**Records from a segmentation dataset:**

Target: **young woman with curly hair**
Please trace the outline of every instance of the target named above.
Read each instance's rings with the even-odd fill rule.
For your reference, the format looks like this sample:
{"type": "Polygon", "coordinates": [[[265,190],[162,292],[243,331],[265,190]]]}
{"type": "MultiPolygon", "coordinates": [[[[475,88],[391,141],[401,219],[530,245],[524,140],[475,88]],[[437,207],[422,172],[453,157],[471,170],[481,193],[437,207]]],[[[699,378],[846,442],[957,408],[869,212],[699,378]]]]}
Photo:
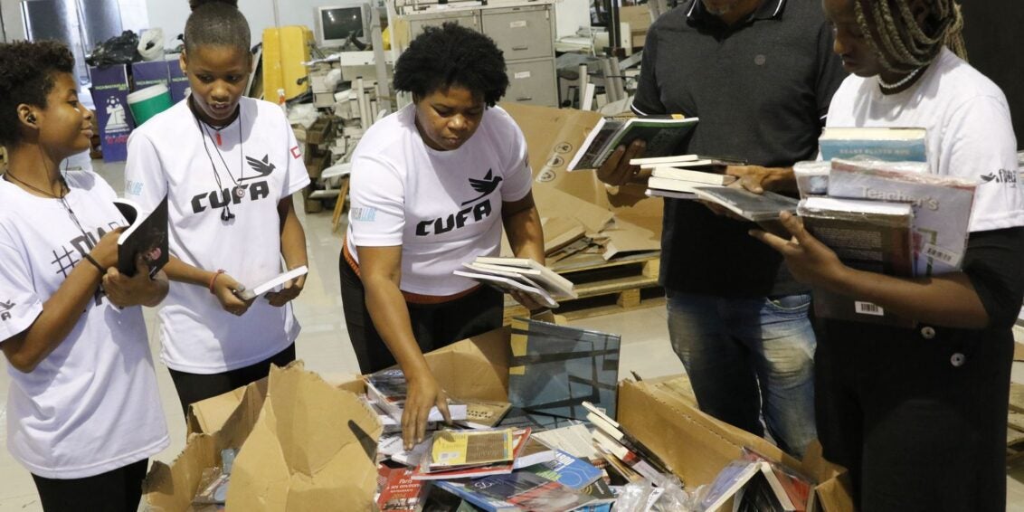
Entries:
{"type": "Polygon", "coordinates": [[[431,407],[449,418],[423,352],[502,323],[502,294],[452,272],[497,255],[503,225],[516,256],[544,263],[526,143],[495,105],[508,83],[489,38],[427,28],[395,65],[395,88],[413,104],[374,124],[352,155],[345,323],[364,373],[395,361],[406,373],[407,446],[423,439],[431,407]]]}
{"type": "Polygon", "coordinates": [[[7,446],[46,511],[138,508],[148,458],[169,439],[140,305],[167,294],[145,263],[115,268],[124,217],[91,171],[75,59],[56,42],[0,44],[0,348],[7,446]]]}

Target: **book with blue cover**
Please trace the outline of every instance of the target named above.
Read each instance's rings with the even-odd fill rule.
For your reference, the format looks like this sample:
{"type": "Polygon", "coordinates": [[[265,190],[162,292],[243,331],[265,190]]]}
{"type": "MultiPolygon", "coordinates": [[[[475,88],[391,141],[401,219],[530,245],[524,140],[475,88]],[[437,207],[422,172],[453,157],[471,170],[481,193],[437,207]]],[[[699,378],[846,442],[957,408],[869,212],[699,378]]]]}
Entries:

**TASK DESCRIPTION:**
Render every line of the records above as a numbered list, omitting blank lines. Exclude the pictures from the list.

**RESPONSE BELOW:**
1. Target: **young woman with curly hair**
2. Please trace the outline of every instance of the target named above.
3. Read each instance's rings with the even-odd fill rule.
4. For your reference, the format looks like this sample:
5. {"type": "Polygon", "coordinates": [[[265,190],[162,292],[243,331],[265,190]]]}
6. {"type": "MultiPolygon", "coordinates": [[[[475,88],[391,141],[401,219],[530,245],[524,140],[475,88]],[[437,207],[422,172],[453,157],[471,170],[481,193],[437,207]]],[[[699,378],[846,442],[957,408],[869,212],[699,378]]]]}
7. Photo:
8. Entries:
9. {"type": "Polygon", "coordinates": [[[431,407],[449,418],[423,352],[502,323],[502,294],[452,272],[497,255],[503,225],[516,256],[544,263],[526,143],[495,105],[508,83],[489,38],[427,28],[395,65],[395,88],[413,104],[374,124],[352,155],[345,323],[364,373],[395,361],[406,373],[407,446],[423,439],[431,407]]]}
10. {"type": "Polygon", "coordinates": [[[7,446],[46,511],[138,508],[148,458],[169,439],[140,305],[167,294],[145,263],[115,268],[124,217],[91,171],[75,59],[56,42],[0,44],[0,348],[7,446]]]}
11. Target: **book with blue cover**
12. Please trace the outline of every instance of the target named above.
13. Read each instance's rings with the even-odd fill rule.
14. For your reference, the format looks like this sample:
15. {"type": "Polygon", "coordinates": [[[265,190],[162,292],[243,331],[265,190]]]}
16. {"type": "MultiPolygon", "coordinates": [[[[475,88],[391,141],[401,219],[530,245],[524,140],[475,88]],[[437,207],[422,172],[453,157],[471,170],[481,193],[437,207]]],[[[699,378],[846,442],[957,408],[869,212],[699,378]]]]}
17. Entries:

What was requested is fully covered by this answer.